— Your instructions —
Can you copy out the data below, switching every "photo" to "image" and keeping everything else the same, but without the pictures?

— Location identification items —
--- Begin ---
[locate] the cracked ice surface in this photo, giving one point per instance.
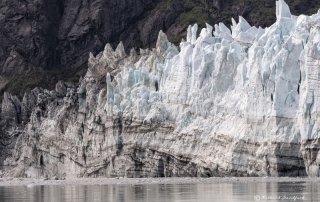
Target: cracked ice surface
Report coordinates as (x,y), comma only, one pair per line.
(227,81)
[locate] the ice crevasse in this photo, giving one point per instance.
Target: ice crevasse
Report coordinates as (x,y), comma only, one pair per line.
(252,84)
(227,102)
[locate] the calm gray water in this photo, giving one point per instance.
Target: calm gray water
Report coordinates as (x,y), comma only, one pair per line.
(223,192)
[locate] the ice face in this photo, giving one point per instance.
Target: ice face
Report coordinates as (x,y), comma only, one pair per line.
(246,73)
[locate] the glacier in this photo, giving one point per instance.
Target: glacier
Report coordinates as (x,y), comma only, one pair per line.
(230,102)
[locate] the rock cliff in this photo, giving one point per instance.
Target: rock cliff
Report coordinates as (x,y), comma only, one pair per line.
(239,102)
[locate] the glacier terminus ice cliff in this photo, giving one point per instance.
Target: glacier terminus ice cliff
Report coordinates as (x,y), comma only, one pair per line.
(239,102)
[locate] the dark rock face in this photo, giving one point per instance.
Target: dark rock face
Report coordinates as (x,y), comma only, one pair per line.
(50,34)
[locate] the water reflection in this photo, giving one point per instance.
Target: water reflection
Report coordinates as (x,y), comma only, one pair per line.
(144,193)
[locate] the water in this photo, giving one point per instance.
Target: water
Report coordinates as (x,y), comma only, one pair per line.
(222,192)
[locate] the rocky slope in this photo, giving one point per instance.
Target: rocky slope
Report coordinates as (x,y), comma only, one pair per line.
--- End ---
— Finished answer —
[locate] the cracked ice surface in this image, giving one point per instance.
Target: cracked ice surface
Report coordinates as (x,y), comma only, one pair per line.
(227,81)
[locate] the ice crevasse in this image, giving one point per instance.
Target: ice crevasse
Report coordinates as (x,y), comma only, one pair per line.
(252,84)
(227,102)
[locate] the calm gray water in this image, giving one point per instance.
Target: calm gray water
Report coordinates as (x,y), comma only, one pair per line.
(223,192)
[locate] the ice face in this image, giving one point per instance.
Target: ice face
Report coordinates as (x,y), comma only, one pair per line.
(246,73)
[locate] the glacier in this image, giving one point per instance.
Target: glacier
Report coordinates as (x,y), comma only, one pair per line.
(230,102)
[locate] the rock cliff in this image, giving one point per instance.
Target: rock cliff
Report coordinates as (x,y), comma only, one pair per line.
(239,102)
[locate] the glacier terminus ice cliff in this image, giving one point per instance.
Target: glacier terminus ice cliff
Report coordinates as (x,y), comma only, one pair per line.
(239,102)
[locate] the dark rock face in this image, giving one point per instance.
Target: dark rock face
Report coordinates as (x,y), comma only, one pair per line.
(50,34)
[locate] the water reflection in this image, giving one point per instance.
Target: water reflection
Report coordinates as (x,y), comma only, one pair per line.
(144,193)
[locate] the water in this image, giving one point per instance.
Target: water
Report coordinates as (x,y), comma only, one pair per line.
(222,192)
[locate] the rocky slope in this image, giving one point per instance.
Target: rocky slope
Report coordinates as (x,y), comma only, one pair per line.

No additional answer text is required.